▶ **WRITTEN REQUEST**
Transcribe every line of the records verbatim.

Records contained in a dataset
===
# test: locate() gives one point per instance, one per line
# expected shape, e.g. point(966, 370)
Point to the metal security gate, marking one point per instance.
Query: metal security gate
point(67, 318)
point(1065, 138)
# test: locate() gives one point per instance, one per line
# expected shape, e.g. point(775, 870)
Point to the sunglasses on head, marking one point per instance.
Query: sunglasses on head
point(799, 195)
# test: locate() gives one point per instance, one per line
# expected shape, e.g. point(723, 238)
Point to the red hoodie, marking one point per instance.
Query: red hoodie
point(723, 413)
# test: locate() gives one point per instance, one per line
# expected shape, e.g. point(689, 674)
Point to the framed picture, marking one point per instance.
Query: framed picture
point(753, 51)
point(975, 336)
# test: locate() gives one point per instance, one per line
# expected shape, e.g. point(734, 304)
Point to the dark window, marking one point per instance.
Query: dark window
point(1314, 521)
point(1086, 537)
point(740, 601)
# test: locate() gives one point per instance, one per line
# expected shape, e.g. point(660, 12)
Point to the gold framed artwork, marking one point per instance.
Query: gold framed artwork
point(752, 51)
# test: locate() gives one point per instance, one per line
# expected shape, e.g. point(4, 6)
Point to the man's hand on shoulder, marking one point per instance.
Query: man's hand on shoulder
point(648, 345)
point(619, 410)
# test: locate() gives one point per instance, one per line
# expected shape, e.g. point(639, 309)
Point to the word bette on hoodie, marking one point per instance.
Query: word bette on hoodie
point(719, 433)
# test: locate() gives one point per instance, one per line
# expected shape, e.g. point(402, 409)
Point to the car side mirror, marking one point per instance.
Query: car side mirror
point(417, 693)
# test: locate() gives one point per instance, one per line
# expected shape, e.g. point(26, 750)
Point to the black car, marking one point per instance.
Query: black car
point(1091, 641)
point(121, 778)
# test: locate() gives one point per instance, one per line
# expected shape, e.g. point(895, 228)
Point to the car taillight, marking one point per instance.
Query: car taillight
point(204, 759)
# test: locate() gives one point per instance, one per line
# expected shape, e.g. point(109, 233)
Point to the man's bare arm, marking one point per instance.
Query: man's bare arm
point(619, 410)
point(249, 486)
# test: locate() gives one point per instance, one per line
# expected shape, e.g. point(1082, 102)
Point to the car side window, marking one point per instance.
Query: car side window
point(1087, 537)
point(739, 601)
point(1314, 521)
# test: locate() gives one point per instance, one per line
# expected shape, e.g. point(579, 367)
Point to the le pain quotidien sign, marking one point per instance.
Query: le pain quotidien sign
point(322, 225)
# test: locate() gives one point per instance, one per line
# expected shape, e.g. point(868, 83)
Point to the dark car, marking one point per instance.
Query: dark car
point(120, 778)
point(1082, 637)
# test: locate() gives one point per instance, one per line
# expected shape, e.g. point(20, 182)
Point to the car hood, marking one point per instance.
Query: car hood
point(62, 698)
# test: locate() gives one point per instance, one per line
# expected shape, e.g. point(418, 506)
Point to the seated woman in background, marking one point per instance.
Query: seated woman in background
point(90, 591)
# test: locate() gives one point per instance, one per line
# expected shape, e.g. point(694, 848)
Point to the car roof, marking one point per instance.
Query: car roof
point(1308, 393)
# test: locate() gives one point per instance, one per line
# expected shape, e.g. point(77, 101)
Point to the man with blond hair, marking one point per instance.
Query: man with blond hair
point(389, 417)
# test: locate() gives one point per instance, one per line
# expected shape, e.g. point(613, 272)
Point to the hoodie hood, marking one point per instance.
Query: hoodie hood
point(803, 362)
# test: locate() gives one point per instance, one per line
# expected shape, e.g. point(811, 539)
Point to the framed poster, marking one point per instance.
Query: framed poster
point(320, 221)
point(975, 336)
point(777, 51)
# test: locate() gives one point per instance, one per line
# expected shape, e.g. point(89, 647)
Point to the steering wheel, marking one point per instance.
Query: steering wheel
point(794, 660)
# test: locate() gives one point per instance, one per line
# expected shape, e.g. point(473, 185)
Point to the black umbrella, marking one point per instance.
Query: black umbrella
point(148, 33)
===
▶ **FULL ANSWER**
# test: locate() gives one point per instance, one per line
# expected shape, e.g. point(966, 370)
Point to the metal security gate, marking one point per instance.
Query: metal security gate
point(67, 318)
point(1065, 138)
# test: locate() gives one point per instance, one per line
# expected shape, e.g. point(775, 870)
Point to the sunglasses on head, marking one point per instance.
Query: sunglasses on head
point(799, 195)
# test: locate() gives one point per instance, one per line
# expected shape, e.g. point(723, 238)
Point to the red hoodie, marking one point per instance.
Query: red hoodie
point(723, 413)
# test: locate() gives one point per instance, one per line
# expected shape, e.g. point(689, 674)
Point to the framed picture, marking one point per instance.
Query: framed picture
point(753, 51)
point(975, 336)
# test: locate() gives one point per instance, one per line
# expected shape, e.g. point(734, 304)
Point to the dark window, marking one point per instance.
Query: dark window
point(1314, 521)
point(1086, 537)
point(740, 601)
# test: locate() gives one point per instance, one per line
# expected shape, e.g. point(660, 12)
Point to the gold framed artwork, marking one point per instance.
Query: gold framed artwork
point(752, 51)
# test: locate() gives one point per instance, one per line
# expected shape, e.g. point(4, 6)
Point to the man's hand on shoulder, marking one point per instance.
Query: man's hand on shoulder
point(648, 345)
point(619, 410)
# test: locate() gives one point per instance, one per line
# expected shape, e.g. point(639, 309)
Point to the word bette on hoodie, marking one point per instance.
Query: word bette on hoodie
point(719, 433)
# test: locate() gives one point per instance, one per line
# expected shape, e.g. point(402, 409)
Point to the car side mirror, marking one point per instance.
Query: car side mirror
point(417, 693)
# test: locate() gives one point per instance, one per line
# expected shape, e.g. point(26, 750)
Point to the black car, marking one point per instance.
Query: black car
point(1091, 641)
point(121, 778)
# test: locate() gives one point per instance, one per line
# expected shape, e.g. point(895, 228)
Point to the car taillight, marking one point per instance.
Query: car taillight
point(204, 759)
# test: locate() gives one point per instance, one per line
# expected shape, e.g. point(109, 233)
Point to the man's bare arm, marking one point per instance.
Query: man's bare arm
point(619, 410)
point(249, 486)
# test: locate() gives one point per instance, one per line
# expected shape, e.g. point(1082, 102)
Point to the car side window, marking one point per instance.
Query: car side window
point(1087, 537)
point(739, 601)
point(1314, 521)
# test: locate() gives one point per instance, one per line
# expected shape, e.g. point(579, 367)
Point to the le pain quotidien sign, marking one point per instance.
Query: le pain quotidien sign
point(322, 225)
# test: locate() gives one point per instance, one per line
# expected shape, e.g. point(868, 83)
Point to the dark car, marking one point per instance.
Query: dark car
point(120, 778)
point(1082, 637)
# test: locate() gives one point per instance, one per line
# expected shape, e.g. point(20, 182)
Point to the car hood, marking one point per instance.
Query: car hood
point(62, 698)
# test: locate() gives one point per instance, one per line
# expected shape, e.g. point(418, 506)
Point to the seated woman in background, marking one point per instance.
Query: seated woman in background
point(90, 591)
# test: locate() gives one point per instance, one per line
# expected shape, e.g. point(694, 848)
Point to the car roof, marking one point per instance.
Query: car roof
point(1308, 393)
# test: locate() gives one point per instance, one per line
# expected shape, e.g. point(77, 101)
Point to the man with blond hair, marking one point per instance.
Query: man with blond hair
point(389, 417)
# test: locate() gives one point per instance, one per line
# expected shape, e.g. point(613, 272)
Point to the hoodie hood, marking one point per instance.
Query: hoodie hood
point(803, 362)
# test: locate() gives one point per instance, one per line
# expected shape, e.g. point(811, 539)
Point to the framed poster, marking one point per instance.
Query: framed poster
point(320, 221)
point(975, 336)
point(777, 51)
# test: locate() gives one point per instance, one per line
# expected shape, e.g. point(89, 647)
Point to the steering wheel, marking one point per instance.
Query: steering wheel
point(794, 660)
# test: locate() gives one point per instance, one per line
# expected shape, e.g. point(473, 185)
Point to the black umbrella, marking one point per instance.
Query: black umbrella
point(148, 33)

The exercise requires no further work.